▶ Work instructions:
Reproduce every one of the following records verbatim, changing nothing.

▶ Extracted records:

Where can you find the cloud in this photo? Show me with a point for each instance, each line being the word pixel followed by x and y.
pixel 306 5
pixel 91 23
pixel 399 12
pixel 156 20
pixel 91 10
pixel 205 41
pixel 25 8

▶ Output below:
Where can you find the cloud in this photo? Show me with a point for each instance, each line being the word pixel followed by x and y.
pixel 306 5
pixel 91 23
pixel 399 12
pixel 156 20
pixel 91 10
pixel 205 41
pixel 25 8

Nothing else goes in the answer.